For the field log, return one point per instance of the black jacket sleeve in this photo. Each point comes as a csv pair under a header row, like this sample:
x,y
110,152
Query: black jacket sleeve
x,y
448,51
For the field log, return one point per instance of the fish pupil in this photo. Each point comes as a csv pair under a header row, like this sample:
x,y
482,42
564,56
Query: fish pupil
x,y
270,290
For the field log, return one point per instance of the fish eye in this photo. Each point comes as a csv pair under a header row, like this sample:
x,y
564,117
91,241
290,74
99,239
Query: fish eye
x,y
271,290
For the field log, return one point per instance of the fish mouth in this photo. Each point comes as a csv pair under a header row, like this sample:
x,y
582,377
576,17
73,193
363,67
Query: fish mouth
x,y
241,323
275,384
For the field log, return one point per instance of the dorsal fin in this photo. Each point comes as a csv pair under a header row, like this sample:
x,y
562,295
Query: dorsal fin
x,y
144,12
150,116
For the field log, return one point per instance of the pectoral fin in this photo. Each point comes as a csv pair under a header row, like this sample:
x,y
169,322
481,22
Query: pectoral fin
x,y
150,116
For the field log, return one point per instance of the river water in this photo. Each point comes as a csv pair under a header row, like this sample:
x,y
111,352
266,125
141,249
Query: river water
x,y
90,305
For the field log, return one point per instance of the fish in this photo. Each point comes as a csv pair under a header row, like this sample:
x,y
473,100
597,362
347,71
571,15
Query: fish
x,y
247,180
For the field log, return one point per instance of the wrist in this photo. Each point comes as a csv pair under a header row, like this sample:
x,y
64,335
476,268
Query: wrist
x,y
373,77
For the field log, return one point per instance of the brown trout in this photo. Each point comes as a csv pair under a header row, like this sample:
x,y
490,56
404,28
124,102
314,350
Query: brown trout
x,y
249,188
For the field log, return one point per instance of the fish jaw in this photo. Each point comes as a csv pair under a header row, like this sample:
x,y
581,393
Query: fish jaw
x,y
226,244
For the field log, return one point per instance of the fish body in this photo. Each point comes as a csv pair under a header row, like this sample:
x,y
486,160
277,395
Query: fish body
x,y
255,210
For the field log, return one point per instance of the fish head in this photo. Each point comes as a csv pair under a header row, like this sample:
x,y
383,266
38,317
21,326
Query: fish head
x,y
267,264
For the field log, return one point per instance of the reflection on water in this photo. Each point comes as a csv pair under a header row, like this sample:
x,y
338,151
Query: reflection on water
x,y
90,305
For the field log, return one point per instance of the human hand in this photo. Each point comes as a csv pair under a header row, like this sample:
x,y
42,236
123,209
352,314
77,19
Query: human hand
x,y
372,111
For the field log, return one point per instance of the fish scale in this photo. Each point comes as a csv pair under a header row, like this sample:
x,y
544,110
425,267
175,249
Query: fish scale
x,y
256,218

__________________________________________________

*Short problem*.
Extract every line above exactly as it stands.

*Problem solution*.
For the field log, return one point per instance of the black jacket sleeve in this photo. Each point comes as a csv pair under a header row, like this sample:
x,y
110,152
Query: black jacket sleeve
x,y
448,51
For the field log, return one point per instance of the fish pupil in this photo. Each point comes as a csv pair under a header row, like this sample:
x,y
482,42
564,56
Query: fish pupil
x,y
270,290
For the field log, return one point per instance of the fish eye in this photo. Each point comes as a csv pair under a header row, like this sample:
x,y
564,117
91,241
290,74
99,239
Query: fish eye
x,y
271,290
For the field log, return one point per instance of the fish mouth in this photo. Each point comes as a csv pair under a header row, like this sample:
x,y
582,377
576,17
73,193
363,67
Query: fish mouth
x,y
241,323
275,384
For the field log, return one point per instance of the dorsal fin in this photo. Each point comes as a csv pair under a header row, like this sample:
x,y
562,295
Query: dorsal fin
x,y
144,12
150,116
For the field log, return one point per instance of the pectoral fin in this photo. Each point comes as a csv pair under a header row, like this sample:
x,y
169,322
481,22
Query: pectoral fin
x,y
150,116
For the field log, return one point per instance of the river water in this photo. Each point comes as a csv pair under a header row, like this sample:
x,y
111,352
266,125
141,249
Query: river water
x,y
90,305
For the field log, return one point per instance of the fish in this photo. Each point comes as a csv pair under a header row, like this sample:
x,y
473,100
597,362
347,71
571,15
Query: fish
x,y
247,180
For the field log, return one point per instance of the wrist in this photo. Each point comes as a csv pair under a header row, like this sample:
x,y
64,335
476,268
Query: wrist
x,y
373,77
For the field log, return one point per instance of the brown trout in this photo. Each point comes as a csv pair under a header row, like this sample:
x,y
490,56
404,28
124,102
314,350
Query: brown trout
x,y
249,188
For the field log, return one point per instance of the fish jaw in this photo. Each point comes as a csv pair under a header row, like this sample:
x,y
581,393
Query: fish jaw
x,y
226,244
For the field log, return one point per instance of the fish body in this photo. Each point comes as a csv pair under a header row, like this sample:
x,y
486,160
277,395
Query: fish body
x,y
255,210
For the field log, return one point per instance of the fish head in this photo. Each point comes as a csv pair under a header row, like this sample:
x,y
383,266
38,317
21,326
Query: fish head
x,y
267,264
For the field log, return one point per instance of the reflection on water in this photo. Each point comes as a csv pair under a header row, like this sample:
x,y
338,151
Query: reflection on water
x,y
90,305
For the field log, return one point per instance of the human hand in this photo. Each point comes as a csv pair under a header row, like this sample:
x,y
42,236
123,209
352,314
77,19
Query: human hand
x,y
372,111
For the field log, return one point per instance of the fish scale in this photo. Each point comes as a csv pair under a header row, like this sample:
x,y
544,110
425,267
175,249
Query: fish scale
x,y
256,218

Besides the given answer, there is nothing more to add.